▶ **Brief 1**:
Repeat everything in the northern lights passage from "This is a good" down to "and over again.", word for word.
▶ **Brief 2**:
In the northern lights passage, list each action that the sentence beginning "You will then even have time" says there will be time to do.

## START Text extract

Knowing that, it’s more or less impossible to know anything that will happen more than 8 minutes in the future. But still it’s possible to put this particular 8 minutes information to good. There’s even apps for your smart phones that keep you up to date on what’s happening in the magnetic field and on the surface of the sun. For example if you get a reading in you phone that in 8 minutes there’s going to be a huge solar storm burst, you can even reposition your camera to a new motif. The higher the readings are, the more of the sky will usually be covered by the northern lights For example: there’s been low readings for the past 2-3 hours and you’ve been shooting some slowly moving northern lights in the north horizon and suddenly get a notification that in 8 minutes there will be a huge solar storm.
You will then even have time to change cards, reposition your frame so that it’s more covered by the sky and even fasten the shutter speed a bit.

This is a good thing to know and can be very useful if you’re lucky. BUT this is also a frustrating strategy with which you will easily get very disappointing results.
We shot overall around 4 nights with two cameras, but somehow we couldn’t avoid making the same mistake over and over again.
I’ll come back to that soon.

## END Text extract
## START Information shown

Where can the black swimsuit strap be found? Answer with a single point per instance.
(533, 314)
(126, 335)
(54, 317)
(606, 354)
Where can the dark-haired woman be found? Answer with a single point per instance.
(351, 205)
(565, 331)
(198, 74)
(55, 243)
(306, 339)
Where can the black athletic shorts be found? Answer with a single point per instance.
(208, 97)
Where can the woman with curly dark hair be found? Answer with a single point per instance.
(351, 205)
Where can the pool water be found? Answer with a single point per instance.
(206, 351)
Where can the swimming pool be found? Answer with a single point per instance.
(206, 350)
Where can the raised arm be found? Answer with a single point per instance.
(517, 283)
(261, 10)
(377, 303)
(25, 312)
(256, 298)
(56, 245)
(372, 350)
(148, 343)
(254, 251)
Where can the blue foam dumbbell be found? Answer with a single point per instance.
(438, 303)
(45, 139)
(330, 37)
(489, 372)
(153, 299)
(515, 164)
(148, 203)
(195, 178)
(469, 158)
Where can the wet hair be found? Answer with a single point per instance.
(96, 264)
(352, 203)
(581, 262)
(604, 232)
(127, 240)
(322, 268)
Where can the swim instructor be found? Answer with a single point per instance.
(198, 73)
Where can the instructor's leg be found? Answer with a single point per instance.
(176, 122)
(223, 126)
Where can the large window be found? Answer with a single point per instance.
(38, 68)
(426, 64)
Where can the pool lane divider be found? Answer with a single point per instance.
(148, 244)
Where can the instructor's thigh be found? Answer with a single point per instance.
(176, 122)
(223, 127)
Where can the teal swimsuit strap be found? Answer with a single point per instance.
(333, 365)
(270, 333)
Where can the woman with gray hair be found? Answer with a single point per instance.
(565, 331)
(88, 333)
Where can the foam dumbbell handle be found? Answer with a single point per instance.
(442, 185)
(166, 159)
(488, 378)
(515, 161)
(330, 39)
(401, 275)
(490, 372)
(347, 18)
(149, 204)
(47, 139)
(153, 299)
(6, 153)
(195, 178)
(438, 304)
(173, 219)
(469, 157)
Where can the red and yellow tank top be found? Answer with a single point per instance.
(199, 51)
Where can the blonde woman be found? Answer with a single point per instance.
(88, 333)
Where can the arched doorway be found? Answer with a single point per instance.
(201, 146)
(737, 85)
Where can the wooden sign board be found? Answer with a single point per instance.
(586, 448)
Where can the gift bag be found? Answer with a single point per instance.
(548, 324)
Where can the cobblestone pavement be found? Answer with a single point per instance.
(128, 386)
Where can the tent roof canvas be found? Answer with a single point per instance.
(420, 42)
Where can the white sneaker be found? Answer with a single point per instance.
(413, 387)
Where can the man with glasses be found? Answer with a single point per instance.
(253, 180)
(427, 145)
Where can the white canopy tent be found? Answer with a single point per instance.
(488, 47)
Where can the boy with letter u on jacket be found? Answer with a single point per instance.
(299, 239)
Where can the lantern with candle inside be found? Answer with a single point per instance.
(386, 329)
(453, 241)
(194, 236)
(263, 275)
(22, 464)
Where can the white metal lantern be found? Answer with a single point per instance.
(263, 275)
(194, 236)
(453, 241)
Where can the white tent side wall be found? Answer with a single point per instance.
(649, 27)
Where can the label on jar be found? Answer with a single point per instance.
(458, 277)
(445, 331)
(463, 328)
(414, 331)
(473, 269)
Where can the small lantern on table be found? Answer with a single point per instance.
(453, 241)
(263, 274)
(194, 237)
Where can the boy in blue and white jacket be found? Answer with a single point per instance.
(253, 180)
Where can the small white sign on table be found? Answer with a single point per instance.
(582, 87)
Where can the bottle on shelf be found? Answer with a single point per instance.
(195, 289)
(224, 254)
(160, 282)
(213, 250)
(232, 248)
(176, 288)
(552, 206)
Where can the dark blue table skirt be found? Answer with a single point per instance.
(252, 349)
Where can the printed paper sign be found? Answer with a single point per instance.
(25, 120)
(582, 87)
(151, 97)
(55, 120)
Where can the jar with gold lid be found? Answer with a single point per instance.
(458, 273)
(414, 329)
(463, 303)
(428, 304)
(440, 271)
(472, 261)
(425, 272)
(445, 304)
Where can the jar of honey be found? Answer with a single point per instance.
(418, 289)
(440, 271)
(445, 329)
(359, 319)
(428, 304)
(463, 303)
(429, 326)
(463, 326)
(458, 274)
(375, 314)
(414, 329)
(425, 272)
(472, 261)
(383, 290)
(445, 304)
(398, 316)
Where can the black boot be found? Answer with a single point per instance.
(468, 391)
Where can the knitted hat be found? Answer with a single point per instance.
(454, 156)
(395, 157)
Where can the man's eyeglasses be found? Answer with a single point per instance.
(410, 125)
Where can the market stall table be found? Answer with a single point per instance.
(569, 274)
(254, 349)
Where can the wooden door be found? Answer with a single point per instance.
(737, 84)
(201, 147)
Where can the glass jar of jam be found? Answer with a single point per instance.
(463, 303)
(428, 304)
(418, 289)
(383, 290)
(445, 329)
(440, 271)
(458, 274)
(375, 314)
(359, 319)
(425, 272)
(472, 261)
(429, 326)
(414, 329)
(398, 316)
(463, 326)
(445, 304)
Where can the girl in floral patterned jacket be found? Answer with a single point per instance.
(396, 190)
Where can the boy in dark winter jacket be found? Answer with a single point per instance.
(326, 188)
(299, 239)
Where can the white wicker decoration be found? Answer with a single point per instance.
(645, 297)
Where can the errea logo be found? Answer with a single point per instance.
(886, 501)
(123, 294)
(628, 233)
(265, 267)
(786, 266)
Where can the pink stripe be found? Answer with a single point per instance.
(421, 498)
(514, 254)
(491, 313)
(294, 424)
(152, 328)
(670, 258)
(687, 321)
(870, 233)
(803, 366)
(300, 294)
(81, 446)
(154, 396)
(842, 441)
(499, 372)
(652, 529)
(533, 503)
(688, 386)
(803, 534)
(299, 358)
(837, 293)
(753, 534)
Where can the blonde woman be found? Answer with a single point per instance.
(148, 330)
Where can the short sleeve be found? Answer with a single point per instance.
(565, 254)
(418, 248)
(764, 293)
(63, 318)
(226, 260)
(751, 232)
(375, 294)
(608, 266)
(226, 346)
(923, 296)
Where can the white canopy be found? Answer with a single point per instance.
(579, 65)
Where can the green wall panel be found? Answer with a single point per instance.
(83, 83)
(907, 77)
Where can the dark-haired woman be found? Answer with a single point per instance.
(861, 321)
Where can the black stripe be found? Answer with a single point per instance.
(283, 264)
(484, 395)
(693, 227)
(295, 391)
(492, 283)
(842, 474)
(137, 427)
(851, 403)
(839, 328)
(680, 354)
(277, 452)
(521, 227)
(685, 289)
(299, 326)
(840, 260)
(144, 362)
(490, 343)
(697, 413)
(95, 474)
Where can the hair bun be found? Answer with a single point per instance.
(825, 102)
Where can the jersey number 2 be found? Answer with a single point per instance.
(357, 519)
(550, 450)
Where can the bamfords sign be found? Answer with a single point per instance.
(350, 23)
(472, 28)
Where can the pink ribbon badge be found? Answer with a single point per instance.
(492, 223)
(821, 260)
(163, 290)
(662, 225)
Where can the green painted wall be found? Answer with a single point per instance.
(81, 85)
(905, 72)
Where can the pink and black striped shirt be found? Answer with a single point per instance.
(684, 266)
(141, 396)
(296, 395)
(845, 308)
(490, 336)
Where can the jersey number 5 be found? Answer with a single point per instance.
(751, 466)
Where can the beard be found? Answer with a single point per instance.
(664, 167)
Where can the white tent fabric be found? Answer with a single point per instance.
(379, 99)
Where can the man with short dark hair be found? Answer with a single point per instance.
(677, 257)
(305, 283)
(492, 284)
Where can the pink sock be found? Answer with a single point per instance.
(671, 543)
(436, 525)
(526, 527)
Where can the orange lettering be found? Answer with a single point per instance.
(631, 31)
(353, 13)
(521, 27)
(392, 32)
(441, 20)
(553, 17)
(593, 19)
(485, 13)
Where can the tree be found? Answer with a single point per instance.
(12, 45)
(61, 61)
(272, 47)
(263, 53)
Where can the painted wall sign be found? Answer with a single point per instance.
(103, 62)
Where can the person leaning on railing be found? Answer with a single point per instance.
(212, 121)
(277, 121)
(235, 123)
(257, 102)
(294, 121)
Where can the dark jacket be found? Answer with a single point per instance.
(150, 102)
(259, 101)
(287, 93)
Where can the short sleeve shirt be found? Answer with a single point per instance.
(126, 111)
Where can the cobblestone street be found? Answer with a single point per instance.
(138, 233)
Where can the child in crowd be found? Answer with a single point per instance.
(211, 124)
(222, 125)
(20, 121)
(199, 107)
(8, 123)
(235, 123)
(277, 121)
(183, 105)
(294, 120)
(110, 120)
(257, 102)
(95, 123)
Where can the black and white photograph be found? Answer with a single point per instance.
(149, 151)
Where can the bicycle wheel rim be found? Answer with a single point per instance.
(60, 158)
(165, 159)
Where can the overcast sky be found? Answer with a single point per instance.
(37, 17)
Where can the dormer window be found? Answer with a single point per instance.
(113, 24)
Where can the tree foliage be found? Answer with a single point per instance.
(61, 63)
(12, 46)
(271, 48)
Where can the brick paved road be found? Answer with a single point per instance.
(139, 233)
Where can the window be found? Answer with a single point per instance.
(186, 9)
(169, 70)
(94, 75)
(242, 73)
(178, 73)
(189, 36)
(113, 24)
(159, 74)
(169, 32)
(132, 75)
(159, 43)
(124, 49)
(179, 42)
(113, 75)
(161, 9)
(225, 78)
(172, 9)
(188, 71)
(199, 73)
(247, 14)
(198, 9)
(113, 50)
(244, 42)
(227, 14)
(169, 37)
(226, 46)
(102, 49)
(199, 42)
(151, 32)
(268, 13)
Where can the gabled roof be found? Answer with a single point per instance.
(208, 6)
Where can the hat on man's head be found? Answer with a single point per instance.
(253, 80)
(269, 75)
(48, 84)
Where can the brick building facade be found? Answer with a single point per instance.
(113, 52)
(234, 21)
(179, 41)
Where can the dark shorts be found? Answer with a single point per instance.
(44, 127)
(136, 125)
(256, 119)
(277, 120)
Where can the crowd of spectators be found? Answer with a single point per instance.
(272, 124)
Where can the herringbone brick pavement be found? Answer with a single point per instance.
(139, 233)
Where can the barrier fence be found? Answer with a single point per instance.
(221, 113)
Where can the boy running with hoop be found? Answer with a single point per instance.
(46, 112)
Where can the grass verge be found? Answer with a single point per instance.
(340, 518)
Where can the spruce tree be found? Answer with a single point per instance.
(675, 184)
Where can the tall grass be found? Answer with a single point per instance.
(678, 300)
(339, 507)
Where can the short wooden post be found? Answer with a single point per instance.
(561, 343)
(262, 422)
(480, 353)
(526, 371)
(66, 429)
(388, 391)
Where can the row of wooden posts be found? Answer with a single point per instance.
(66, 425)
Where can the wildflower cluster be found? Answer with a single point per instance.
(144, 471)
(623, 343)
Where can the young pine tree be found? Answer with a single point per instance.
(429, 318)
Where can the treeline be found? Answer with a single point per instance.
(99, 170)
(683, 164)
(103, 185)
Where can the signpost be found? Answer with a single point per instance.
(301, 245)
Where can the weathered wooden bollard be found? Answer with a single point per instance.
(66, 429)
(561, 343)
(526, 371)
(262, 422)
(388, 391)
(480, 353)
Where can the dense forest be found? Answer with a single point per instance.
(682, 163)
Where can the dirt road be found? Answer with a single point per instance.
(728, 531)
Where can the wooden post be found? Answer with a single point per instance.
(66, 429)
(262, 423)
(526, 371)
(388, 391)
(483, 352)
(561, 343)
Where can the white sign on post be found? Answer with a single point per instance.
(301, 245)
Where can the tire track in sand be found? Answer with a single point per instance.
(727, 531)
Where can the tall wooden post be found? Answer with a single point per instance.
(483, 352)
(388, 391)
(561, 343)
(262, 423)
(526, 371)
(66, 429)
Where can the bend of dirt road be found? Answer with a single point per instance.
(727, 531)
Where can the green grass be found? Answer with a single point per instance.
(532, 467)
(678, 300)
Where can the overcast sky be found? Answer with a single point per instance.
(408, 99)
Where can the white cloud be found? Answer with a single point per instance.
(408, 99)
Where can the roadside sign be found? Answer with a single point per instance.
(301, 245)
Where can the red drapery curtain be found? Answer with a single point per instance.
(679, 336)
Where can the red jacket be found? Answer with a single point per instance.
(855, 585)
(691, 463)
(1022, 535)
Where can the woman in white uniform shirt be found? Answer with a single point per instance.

## END Information shown

▶ **Answer 1**:
This is a good thing to know and can be very useful if you’re lucky. BUT this is also a frustrating strategy with which you will easily get very disappointing results.
We shot overall around 4 nights with two cameras, but somehow we couldn’t avoid making the same mistake over and over again.

▶ **Answer 2**:
- change cards
- reposition your frame so that it's more covered by the sky
- fasten the shutter speed a bit